**Task prompt**
Print every line of the listing exactly, please.

**Records supplied**

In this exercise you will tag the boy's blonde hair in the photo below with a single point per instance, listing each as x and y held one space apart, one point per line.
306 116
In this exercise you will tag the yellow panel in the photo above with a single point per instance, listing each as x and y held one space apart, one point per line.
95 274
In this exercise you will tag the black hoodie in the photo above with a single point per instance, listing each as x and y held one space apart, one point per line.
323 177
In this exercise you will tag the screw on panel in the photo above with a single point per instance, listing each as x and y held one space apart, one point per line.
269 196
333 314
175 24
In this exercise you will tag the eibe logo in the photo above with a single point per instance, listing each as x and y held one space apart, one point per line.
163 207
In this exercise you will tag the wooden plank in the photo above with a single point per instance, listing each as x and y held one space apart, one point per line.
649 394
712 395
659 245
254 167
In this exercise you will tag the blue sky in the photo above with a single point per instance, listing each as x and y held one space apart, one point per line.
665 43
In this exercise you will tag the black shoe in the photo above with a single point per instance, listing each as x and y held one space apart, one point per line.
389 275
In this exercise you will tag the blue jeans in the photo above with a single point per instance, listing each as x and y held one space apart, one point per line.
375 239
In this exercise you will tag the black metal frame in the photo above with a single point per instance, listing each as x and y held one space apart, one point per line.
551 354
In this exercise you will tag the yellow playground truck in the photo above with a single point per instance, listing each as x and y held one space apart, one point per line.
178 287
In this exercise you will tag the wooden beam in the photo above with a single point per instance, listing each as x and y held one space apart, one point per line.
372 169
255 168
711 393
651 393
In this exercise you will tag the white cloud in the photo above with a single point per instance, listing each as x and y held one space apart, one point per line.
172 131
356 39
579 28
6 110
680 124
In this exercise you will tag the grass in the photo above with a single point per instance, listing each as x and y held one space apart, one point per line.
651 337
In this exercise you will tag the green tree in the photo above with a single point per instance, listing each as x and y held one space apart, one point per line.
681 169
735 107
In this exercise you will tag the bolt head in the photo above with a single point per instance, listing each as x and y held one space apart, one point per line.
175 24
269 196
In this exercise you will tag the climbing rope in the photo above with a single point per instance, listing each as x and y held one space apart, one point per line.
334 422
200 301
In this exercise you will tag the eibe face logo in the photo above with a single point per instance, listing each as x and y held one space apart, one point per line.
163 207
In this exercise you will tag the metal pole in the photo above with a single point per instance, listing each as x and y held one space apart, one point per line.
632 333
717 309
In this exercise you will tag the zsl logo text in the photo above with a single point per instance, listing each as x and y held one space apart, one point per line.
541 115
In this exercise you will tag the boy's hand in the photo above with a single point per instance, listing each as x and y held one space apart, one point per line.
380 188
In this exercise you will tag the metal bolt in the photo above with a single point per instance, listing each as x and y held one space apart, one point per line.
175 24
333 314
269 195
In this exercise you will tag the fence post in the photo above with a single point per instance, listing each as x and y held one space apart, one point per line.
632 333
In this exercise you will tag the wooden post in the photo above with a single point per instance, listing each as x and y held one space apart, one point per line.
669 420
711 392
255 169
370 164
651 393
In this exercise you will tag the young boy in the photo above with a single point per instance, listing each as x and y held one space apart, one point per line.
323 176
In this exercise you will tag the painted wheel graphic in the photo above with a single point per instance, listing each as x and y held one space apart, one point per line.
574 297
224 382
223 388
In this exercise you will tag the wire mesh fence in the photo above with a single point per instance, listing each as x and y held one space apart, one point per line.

**Reply**
In this exercise you will tag the boy's blonde hair in the photo below with a single point per instance, listing each as x and y held one space apart, one point per line.
306 116
In this exercise you will tag the yellow panel in the photo above with a single point per instance, listing each as x and y held one space apart, one point per line.
95 274
In this exercise you will tag the black hoodie in the photo above with a single point per instance, listing each as x and y held one space apart, one point per line.
323 177
In this exercise you will tag the screw on panel in the photo above with a single point per instance, listing each as x and y held one space apart, one point per line.
269 196
333 314
175 24
In this exercise you will tag the eibe logo in the photo above with a single point per instance, listing each as x and y held one space apart, one point per line.
163 207
In this exercise you will tag the wooden plank in the photo above with a single point per instance, listing each as x and y held one space apart, one point per line.
649 394
712 395
659 245
254 167
In this exercise you will tag the blue sky in the photo above with a single point per instance, listing each as x and y held one space apart, one point per line.
665 43
In this exercise you will tag the black shoe in the photo above with a single point per instance, listing each as x and y held one space apart, one point per line.
389 275
In this exercise you will tag the blue jeans in the photo above with a single point per instance, listing each as x and y held one space apart, one point per line.
375 239
In this exercise you will tag the black metal frame in the photo above with a single point per instance, listing each as x and y held one space apart, one point per line.
551 354
In this exercise you will tag the yellow playground truck in the photo above with a single point per instance, listing each as x and y held one space apart, one point per line.
178 287
In this exercise you will tag the wooden beam in the photo above with a single point per instance, listing each as x and y held one space apart, one point per line.
372 169
255 168
711 393
651 393
In this exercise you will tag the white cloud in the photo above with a single point per instance, listing each as x and y held one space apart, one point per line.
172 131
356 39
579 28
6 110
680 124
In this exercise you will tag the grass in the photo above with a single point per instance, listing each as x and y held one space apart, one point per line.
651 337
In this exercise you will tag the green tree in the photo above with a single point per instance, listing each as x and y held one space apart, one point per line.
681 169
735 107
In this exercise you will tag the bolt head in the photo above with a single point per instance, listing each as x and y held one space apart, one point per line.
175 24
269 196
In this exercise you will tag the climbing rope in the photo above with a single point per instance, listing each as x and y held one space apart, one point per line.
334 422
200 301
In this exercise you will tag the eibe face logo in the photo above with a single point per instance, listing each as x and y held one space apart, one point per line.
163 207
In this exercise you will tag the metal pole in the photo above with a single point per instance, listing each as x and y held one space apart, one point per line.
632 333
717 309
In this exercise you will tag the zsl logo text in the photo above with a single point per instance, listing each as x and y held one space apart, one point per line.
541 115
In this exercise you will tag the boy's hand in the photo above with a single point per instance, listing each as x and y held one space apart, one point per line.
380 188
In this exercise you will tag the metal bolt in the photo above with a single point per instance, listing each as x and y held one space apart, one point per line.
175 24
333 314
269 195
In this exercise you will tag the fence post in the photo above with a single point per instance, listing each as x and y held one space apart, one point per line.
632 333
In this exercise you will tag the wooden post in the photo above with a single point per instance, listing each as x and y held one space apart, one point per line.
669 420
711 392
255 169
370 164
651 393
In this exercise you will tag the young boy in the photo above with a single point per instance, listing each as x and y held one space apart, one point per line.
323 176
In this exercise you will tag the painted wheel graphic in the photo above with a single point per instance, listing each as x and y held one space apart, one point per line.
574 297
224 382
223 388
In this exercise you will tag the wire mesh fence in the photo above with a single point per instance, listing each as x and y held one space apart, one point per line.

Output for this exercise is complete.